═════ Supplied records
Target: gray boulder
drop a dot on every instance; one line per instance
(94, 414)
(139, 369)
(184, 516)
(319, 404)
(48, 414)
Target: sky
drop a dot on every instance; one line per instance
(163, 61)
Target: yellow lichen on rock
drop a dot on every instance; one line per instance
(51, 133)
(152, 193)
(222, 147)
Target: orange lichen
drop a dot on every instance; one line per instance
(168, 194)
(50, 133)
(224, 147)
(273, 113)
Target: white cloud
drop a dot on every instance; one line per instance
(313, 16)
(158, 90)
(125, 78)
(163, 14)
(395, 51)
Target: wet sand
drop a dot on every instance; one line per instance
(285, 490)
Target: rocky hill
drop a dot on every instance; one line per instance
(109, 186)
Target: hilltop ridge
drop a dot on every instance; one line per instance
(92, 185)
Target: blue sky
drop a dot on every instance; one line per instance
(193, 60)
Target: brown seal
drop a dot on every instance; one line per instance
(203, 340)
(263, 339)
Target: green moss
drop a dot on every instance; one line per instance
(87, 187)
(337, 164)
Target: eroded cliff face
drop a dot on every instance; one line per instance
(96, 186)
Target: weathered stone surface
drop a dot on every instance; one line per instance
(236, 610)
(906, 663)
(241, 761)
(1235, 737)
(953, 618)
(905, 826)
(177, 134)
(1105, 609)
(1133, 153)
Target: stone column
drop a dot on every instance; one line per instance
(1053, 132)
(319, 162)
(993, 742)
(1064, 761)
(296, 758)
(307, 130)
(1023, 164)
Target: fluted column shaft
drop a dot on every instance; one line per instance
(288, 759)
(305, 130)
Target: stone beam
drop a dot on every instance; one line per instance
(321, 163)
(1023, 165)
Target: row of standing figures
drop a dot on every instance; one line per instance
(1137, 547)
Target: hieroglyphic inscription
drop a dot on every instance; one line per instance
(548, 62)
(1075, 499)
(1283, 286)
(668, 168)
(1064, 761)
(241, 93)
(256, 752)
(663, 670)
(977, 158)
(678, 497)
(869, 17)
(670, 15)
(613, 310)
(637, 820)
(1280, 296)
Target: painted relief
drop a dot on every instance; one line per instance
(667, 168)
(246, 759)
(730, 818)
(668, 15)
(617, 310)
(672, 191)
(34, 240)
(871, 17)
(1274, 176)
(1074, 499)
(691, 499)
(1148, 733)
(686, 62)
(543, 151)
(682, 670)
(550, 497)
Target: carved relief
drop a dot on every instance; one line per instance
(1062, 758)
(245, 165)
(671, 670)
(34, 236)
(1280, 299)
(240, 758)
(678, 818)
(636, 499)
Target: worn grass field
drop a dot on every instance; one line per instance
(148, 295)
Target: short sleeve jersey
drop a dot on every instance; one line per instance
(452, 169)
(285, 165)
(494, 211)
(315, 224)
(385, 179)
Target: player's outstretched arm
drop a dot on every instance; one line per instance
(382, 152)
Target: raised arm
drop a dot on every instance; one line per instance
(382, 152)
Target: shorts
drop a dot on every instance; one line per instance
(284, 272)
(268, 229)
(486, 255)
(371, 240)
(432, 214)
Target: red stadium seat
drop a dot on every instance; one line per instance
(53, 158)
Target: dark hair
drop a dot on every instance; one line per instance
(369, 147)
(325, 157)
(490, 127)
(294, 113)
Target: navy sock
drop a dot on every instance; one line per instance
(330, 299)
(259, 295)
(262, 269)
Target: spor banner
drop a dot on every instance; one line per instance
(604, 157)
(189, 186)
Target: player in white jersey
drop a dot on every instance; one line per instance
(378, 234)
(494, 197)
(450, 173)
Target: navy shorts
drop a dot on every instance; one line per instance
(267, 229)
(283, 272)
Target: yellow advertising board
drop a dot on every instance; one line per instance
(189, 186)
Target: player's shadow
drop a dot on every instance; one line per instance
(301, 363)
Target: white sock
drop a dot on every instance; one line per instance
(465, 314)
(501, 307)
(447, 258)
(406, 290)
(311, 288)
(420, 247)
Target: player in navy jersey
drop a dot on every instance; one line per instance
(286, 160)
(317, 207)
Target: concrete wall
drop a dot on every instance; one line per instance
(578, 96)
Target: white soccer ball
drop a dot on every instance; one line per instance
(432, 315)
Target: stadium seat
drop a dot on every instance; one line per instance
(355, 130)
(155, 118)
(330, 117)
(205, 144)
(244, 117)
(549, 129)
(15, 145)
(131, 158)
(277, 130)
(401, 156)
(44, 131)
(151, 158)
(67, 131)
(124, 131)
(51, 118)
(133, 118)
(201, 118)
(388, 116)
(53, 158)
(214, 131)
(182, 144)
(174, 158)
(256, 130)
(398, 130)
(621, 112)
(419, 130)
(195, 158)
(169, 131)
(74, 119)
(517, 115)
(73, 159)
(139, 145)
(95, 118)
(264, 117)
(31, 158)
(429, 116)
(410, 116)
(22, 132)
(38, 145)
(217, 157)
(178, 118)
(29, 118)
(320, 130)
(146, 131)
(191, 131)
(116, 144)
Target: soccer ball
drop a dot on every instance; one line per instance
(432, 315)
══════════
Prompt:
Starting at the line that has "Target: carved relief" and ending at the line that has "Target: yellow advertising board", please write out the lines above exactly, leaving out all others.

Response:
Target: carved relief
drop a dot on every instance; one line per instance
(1062, 758)
(245, 165)
(671, 670)
(34, 236)
(1280, 299)
(240, 758)
(678, 818)
(636, 499)
Target: worn grass field
drop a dot on every instance; one line per instance
(148, 295)
Target: short sleeve jersey
drop a dot on every instance; one line per instance
(452, 169)
(285, 165)
(494, 211)
(315, 224)
(385, 179)
Target: player's outstretched arm
drop a dot on every instance; one line per instance
(382, 152)
Target: raised arm
drop a dot on every instance; one line per instance
(382, 152)
Target: shorts
drop a dot on every instance; one line per instance
(284, 272)
(268, 229)
(486, 255)
(371, 240)
(432, 214)
Target: red stadium seat
drop a dot on every instance; one line per instance
(53, 158)
Target: dark hair
drop a dot on every instance; one line per instance
(369, 147)
(325, 157)
(490, 127)
(294, 113)
Target: navy sock
drop a dot on every instance; one line per instance
(330, 299)
(259, 295)
(262, 269)
Target: spor banner
drop a dot on every instance; one line per instance
(604, 157)
(189, 186)
Target: player in white jersey
drop a dot on every instance; one line per instance
(378, 234)
(494, 197)
(450, 173)
Target: navy shorts
drop a dot on every instance; one line per instance
(267, 229)
(283, 272)
Target: yellow advertising board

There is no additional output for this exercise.